--- Start ---

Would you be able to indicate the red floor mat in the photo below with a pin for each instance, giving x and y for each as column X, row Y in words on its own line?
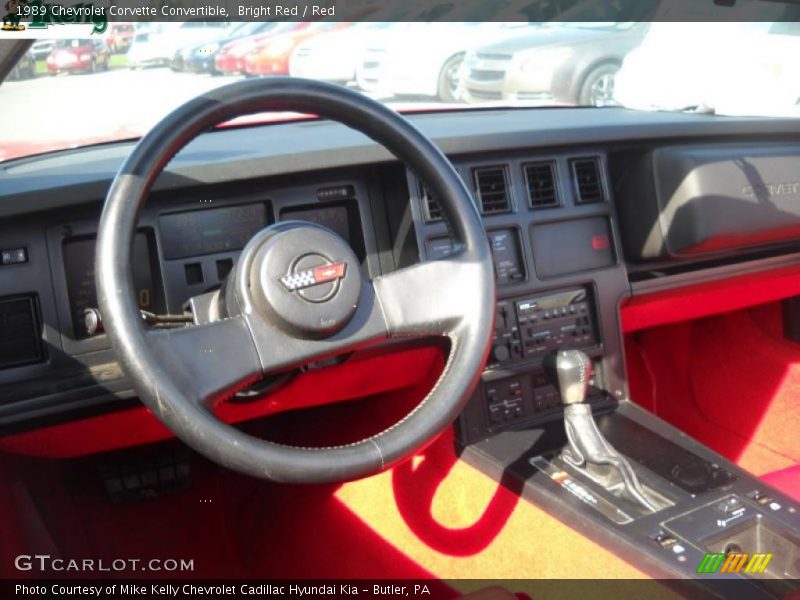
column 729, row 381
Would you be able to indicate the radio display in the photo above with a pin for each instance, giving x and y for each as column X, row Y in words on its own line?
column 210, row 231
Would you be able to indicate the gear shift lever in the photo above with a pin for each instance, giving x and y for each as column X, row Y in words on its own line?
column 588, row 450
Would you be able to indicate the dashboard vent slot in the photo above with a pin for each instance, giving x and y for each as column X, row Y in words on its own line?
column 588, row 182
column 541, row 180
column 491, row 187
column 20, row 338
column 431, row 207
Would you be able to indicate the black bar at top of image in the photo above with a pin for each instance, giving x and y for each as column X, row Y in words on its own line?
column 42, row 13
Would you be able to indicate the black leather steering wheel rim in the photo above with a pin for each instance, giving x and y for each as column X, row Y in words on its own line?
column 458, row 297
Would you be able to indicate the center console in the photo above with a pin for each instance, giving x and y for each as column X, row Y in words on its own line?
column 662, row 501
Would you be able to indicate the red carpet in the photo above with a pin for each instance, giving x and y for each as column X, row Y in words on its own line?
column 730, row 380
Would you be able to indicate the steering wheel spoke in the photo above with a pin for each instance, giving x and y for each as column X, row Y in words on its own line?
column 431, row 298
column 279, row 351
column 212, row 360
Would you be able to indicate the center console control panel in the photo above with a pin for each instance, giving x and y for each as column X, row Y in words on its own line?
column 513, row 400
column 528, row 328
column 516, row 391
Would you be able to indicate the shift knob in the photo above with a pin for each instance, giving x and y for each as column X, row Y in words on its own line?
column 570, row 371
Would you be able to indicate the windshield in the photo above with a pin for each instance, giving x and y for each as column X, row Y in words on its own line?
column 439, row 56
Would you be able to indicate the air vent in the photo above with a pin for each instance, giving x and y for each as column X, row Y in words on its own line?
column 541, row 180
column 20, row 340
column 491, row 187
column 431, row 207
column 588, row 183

--- End ---
--- Start ---

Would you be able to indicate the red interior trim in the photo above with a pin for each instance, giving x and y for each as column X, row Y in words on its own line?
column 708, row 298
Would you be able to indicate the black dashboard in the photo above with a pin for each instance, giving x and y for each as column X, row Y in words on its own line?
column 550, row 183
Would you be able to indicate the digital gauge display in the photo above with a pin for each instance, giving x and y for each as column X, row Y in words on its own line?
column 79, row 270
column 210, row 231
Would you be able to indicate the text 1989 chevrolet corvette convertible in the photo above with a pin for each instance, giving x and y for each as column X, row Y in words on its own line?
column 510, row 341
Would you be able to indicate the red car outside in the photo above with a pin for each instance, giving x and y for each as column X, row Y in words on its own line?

--- End ---
--- Start ---

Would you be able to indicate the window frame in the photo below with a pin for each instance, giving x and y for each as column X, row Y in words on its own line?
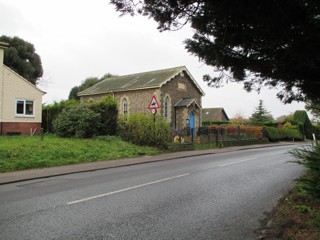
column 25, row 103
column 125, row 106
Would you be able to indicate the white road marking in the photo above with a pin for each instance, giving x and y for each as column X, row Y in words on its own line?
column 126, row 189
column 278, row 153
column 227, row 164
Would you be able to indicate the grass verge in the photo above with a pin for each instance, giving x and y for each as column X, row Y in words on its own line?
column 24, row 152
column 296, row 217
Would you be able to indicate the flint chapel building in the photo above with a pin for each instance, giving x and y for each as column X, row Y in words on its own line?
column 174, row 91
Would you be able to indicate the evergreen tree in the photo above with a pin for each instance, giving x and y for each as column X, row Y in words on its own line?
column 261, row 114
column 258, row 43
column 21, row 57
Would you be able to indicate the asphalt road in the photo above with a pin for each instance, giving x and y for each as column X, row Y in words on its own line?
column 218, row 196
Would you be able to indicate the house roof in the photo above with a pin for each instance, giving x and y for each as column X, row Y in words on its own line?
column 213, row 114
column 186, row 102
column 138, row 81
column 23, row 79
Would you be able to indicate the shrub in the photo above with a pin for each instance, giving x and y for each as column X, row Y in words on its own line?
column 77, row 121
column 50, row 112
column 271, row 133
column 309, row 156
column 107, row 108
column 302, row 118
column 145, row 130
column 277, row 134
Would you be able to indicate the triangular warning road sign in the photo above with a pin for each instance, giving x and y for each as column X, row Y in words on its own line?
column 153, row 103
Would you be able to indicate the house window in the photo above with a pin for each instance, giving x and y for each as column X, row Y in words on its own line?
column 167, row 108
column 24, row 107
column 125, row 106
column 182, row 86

--- End ---

**Description of the task**
Duplicate the stretch of items from the line containing "Would you be able to indicate the flint" through the line containing "column 182, row 86", both ends included, reproducing each line without change.

**Complete output**
Would you be able to indicate the flint chapel building in the photo above with a pin for each instance, giving x and y for each as column X, row Y in words on its own line?
column 174, row 91
Would you be able to indicate the evergreen tree in the photo above with a pin for each instance, giving x and y for each as column X, row Y in words on its own line?
column 261, row 114
column 258, row 43
column 21, row 57
Would you be able to indicate the asphalt road in the photo above with a pin for each instance, giving x and y for each as column X, row Y in words on its own line?
column 218, row 196
Would you be able to indicate the house roof in the photo above with a pin for each instance, giving x and y for each as column X, row Y in words on its own line?
column 213, row 114
column 186, row 102
column 138, row 81
column 23, row 79
Would you be able to indicate the shrub in the photo above with a pin for each instance, giving x and y for each as column X, row Y in words on its own line?
column 77, row 121
column 50, row 112
column 271, row 133
column 309, row 156
column 107, row 108
column 302, row 118
column 145, row 130
column 277, row 134
Would you be able to indicate the triangular warning road sign in the photo above with a pin for each instance, giving x and y for each as column X, row Y in words on its own line?
column 153, row 103
Would you be able to indicate the house window in the photo above with a pin for each instance, giving x and y for each as column X, row Y in words on its own line?
column 167, row 108
column 24, row 107
column 125, row 106
column 182, row 86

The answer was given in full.